* [SUPPLIED TEXT]:
---+---
But hold on - you're confusing two issues here. Erik Huggers no
longer work for Microsoft - he works for the BBC.
So either we say that working for Microsoft at some point in his past
has made him fundamentally untrustworthy for all time, and therefore
unqualified to make these kind of decisions for another organisation
in the future; OR we take the view that he will work on behalf of the
organisation that he's being paid by, in the absence of evidence to
the contrary. Promoting closed formats in the face of all the
arguments was doing the "right thing" as far as Microsoft was
concerned - so if he's got a track record of doing the right thing by
his employer, it's reasonable to assume that he's going to try to do
the right thing for the BBC - whatever that happens to be.
I don't buy the line that having worked for Microsoft in the past is
some kind of incurable virus that renders you forever immune to the
open standards arguments. Assuming he has no conflicts of interests,
then surely he's entitled to the benefit of the doubt - and I've read
nothing to suggest that he has conflicted interests in the way that,
say, certain individuals at the National Archives have.
Ad hominem attacks on Erik Huggers are a distraction from the
underlying issues of technology and interoperability - and I'm sure
the pro-Microsoft camp are only too happy for the community to waste
bandwidth on one particular individual.
---+---
* [PROVIDED DATA]:
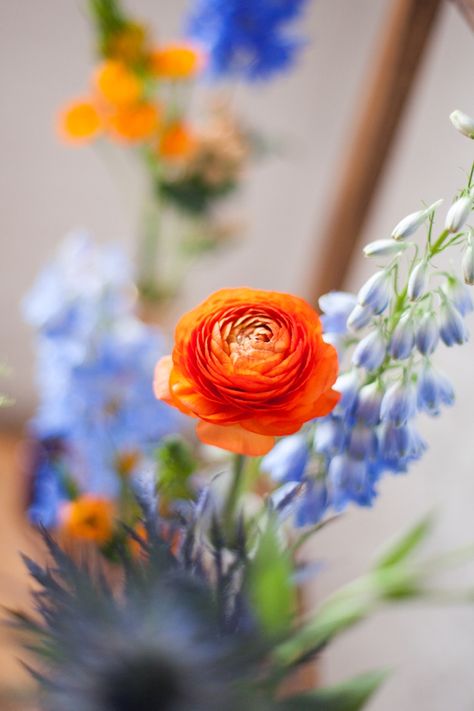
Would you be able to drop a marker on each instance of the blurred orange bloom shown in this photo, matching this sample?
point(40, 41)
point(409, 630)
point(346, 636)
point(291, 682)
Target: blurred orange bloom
point(251, 365)
point(80, 121)
point(177, 141)
point(176, 61)
point(88, 518)
point(117, 84)
point(134, 123)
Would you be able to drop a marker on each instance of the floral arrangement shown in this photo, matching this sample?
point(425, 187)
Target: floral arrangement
point(140, 99)
point(174, 552)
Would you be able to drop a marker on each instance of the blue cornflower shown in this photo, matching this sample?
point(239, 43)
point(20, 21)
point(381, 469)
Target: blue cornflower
point(246, 38)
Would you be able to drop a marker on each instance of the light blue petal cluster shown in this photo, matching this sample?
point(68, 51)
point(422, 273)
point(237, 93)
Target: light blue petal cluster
point(95, 363)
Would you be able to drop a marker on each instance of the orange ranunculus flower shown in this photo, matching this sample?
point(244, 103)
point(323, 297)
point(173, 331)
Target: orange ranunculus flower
point(134, 123)
point(80, 121)
point(251, 365)
point(88, 518)
point(176, 142)
point(176, 61)
point(117, 84)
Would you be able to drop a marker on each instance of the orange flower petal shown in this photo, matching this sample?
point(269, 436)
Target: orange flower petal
point(234, 438)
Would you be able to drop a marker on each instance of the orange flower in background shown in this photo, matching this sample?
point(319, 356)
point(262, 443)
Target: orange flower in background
point(251, 365)
point(177, 141)
point(80, 121)
point(117, 84)
point(89, 518)
point(176, 61)
point(134, 123)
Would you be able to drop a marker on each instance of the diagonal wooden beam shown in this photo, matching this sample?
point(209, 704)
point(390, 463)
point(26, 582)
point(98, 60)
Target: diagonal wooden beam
point(408, 28)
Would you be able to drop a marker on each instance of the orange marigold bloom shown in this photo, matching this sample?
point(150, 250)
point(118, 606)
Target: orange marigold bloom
point(80, 121)
point(176, 142)
point(89, 518)
point(117, 84)
point(176, 61)
point(251, 365)
point(134, 123)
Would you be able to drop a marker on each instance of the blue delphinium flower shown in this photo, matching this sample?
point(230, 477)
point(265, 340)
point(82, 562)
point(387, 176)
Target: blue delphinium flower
point(246, 38)
point(95, 364)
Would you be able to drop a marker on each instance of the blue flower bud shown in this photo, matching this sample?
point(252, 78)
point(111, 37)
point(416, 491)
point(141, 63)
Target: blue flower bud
point(348, 385)
point(359, 317)
point(401, 444)
point(434, 390)
point(349, 479)
point(370, 352)
point(427, 334)
point(403, 338)
point(362, 442)
point(398, 403)
point(417, 281)
point(329, 436)
point(375, 293)
point(458, 214)
point(452, 329)
point(288, 459)
point(336, 307)
point(459, 295)
point(368, 403)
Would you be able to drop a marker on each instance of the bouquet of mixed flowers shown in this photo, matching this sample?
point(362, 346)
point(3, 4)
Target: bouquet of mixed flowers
point(174, 555)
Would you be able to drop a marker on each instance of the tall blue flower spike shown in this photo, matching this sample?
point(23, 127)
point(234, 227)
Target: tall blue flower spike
point(246, 39)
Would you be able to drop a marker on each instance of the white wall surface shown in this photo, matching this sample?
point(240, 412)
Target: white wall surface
point(47, 189)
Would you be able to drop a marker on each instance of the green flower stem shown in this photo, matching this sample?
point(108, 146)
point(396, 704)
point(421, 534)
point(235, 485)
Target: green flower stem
point(235, 490)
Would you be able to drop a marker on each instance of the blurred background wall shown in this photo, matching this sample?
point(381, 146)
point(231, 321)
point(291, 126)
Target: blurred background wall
point(47, 189)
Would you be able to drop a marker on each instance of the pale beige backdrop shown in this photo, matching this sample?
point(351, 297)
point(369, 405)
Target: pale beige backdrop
point(46, 190)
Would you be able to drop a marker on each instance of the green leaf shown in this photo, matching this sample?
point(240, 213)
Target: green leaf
point(175, 465)
point(271, 590)
point(403, 546)
point(351, 695)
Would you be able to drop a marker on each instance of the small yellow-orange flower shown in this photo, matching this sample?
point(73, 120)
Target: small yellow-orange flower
point(88, 518)
point(134, 123)
point(251, 365)
point(80, 121)
point(117, 84)
point(176, 142)
point(176, 61)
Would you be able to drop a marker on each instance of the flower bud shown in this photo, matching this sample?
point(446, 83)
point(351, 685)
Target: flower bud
point(399, 403)
point(370, 351)
point(412, 222)
point(427, 334)
point(403, 338)
point(459, 295)
point(458, 214)
point(368, 404)
point(468, 264)
point(452, 329)
point(463, 123)
point(417, 281)
point(384, 248)
point(434, 390)
point(375, 293)
point(359, 317)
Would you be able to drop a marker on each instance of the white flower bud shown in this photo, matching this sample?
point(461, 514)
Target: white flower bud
point(417, 281)
point(468, 264)
point(384, 248)
point(458, 214)
point(463, 123)
point(412, 222)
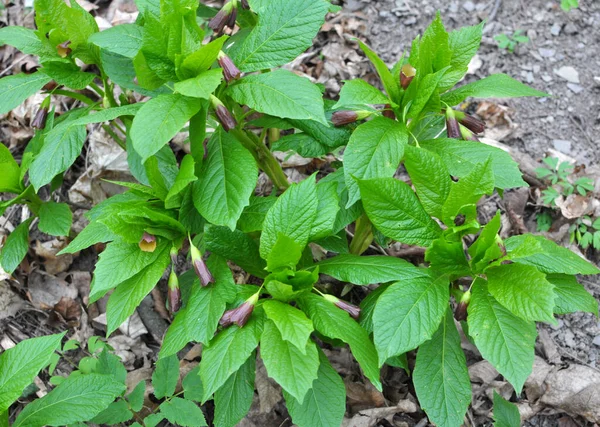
---+---
* [TASK DETAILS]: According to the comment about Erik Huggers above, why is it reasonable to assume he will try to do the right thing for the BBC?

* [ANSWER]: By promoting closed formats, he was doing the "right thing" as far as Microsoft was concerned. That gives him a track record of doing right by his employer, so he can be expected to do the same for the BBC, whatever that turns out to be.